Segment Open

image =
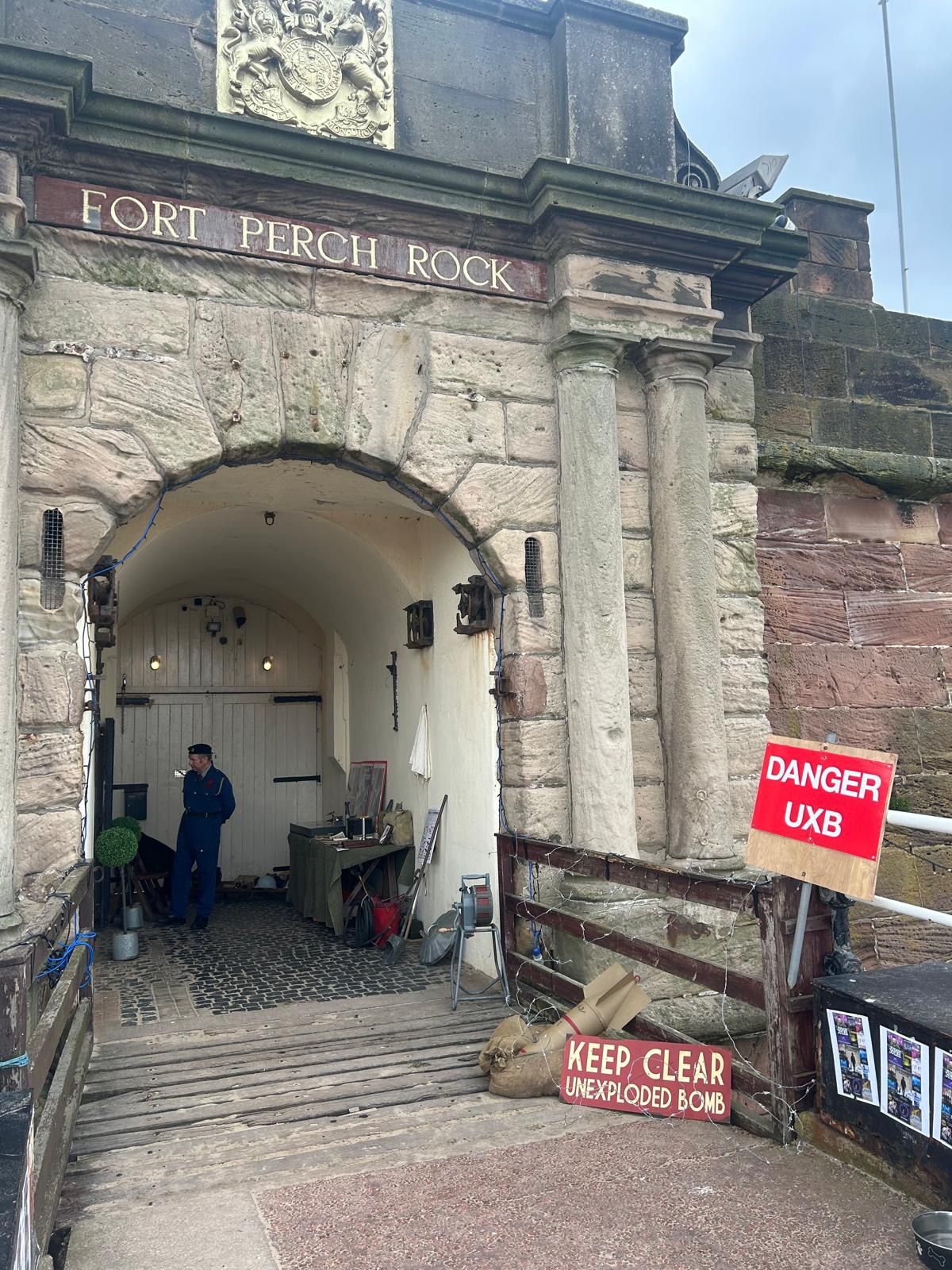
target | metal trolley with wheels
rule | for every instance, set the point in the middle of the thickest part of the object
(474, 914)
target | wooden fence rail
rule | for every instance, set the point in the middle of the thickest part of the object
(787, 1083)
(52, 1026)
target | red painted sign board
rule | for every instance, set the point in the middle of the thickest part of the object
(820, 813)
(689, 1083)
(188, 222)
(827, 799)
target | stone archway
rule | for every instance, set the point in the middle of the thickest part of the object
(463, 425)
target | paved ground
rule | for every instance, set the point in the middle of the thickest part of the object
(647, 1194)
(257, 954)
(359, 1136)
(639, 1194)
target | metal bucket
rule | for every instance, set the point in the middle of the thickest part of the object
(125, 945)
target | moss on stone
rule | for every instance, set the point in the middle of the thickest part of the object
(901, 475)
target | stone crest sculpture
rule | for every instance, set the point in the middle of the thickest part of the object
(321, 65)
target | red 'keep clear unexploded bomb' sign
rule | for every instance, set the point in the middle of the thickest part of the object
(833, 798)
(692, 1083)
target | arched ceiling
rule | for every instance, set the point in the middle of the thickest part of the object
(342, 546)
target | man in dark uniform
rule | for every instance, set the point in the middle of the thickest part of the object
(209, 802)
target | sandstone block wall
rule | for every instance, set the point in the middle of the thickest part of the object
(854, 545)
(145, 365)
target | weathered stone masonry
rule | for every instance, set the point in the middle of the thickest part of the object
(854, 549)
(613, 425)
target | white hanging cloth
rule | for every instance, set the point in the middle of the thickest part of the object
(420, 753)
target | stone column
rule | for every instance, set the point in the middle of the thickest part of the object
(685, 598)
(593, 597)
(17, 271)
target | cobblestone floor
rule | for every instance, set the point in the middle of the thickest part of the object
(257, 952)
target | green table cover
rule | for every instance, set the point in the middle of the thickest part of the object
(317, 865)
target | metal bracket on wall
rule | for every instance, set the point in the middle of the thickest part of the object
(475, 609)
(391, 668)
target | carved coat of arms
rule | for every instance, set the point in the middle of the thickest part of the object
(321, 65)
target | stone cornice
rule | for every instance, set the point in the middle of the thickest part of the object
(554, 209)
(912, 476)
(545, 17)
(666, 359)
(584, 352)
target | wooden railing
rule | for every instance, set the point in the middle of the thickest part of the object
(52, 1026)
(789, 1081)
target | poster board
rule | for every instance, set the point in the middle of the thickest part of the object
(820, 813)
(904, 1070)
(942, 1098)
(428, 837)
(854, 1056)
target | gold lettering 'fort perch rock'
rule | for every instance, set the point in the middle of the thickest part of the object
(188, 222)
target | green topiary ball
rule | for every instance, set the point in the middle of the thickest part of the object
(116, 846)
(127, 822)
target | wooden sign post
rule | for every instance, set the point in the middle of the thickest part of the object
(820, 813)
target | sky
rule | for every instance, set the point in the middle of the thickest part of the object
(808, 78)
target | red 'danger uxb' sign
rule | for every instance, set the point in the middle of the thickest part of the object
(647, 1077)
(820, 813)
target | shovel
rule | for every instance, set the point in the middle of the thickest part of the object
(397, 945)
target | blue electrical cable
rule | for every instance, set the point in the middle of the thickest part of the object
(57, 962)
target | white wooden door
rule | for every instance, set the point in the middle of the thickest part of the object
(211, 686)
(254, 740)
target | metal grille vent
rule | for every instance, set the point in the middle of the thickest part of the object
(52, 586)
(533, 577)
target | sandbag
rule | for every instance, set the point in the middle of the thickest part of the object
(516, 1075)
(403, 823)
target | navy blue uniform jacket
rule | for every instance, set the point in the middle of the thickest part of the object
(209, 793)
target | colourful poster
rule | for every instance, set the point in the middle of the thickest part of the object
(904, 1064)
(942, 1098)
(852, 1048)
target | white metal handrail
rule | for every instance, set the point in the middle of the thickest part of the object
(939, 825)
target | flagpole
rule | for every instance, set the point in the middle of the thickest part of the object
(895, 158)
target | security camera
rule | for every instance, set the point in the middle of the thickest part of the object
(755, 179)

Segment Closed

◆ ABOUT THIS EXERCISE
Would you show each line of the material above that contains the string "blue"?

◆ COMPLETED EXERCISE
target | blue electrical cable
target | navy blue uniform jacket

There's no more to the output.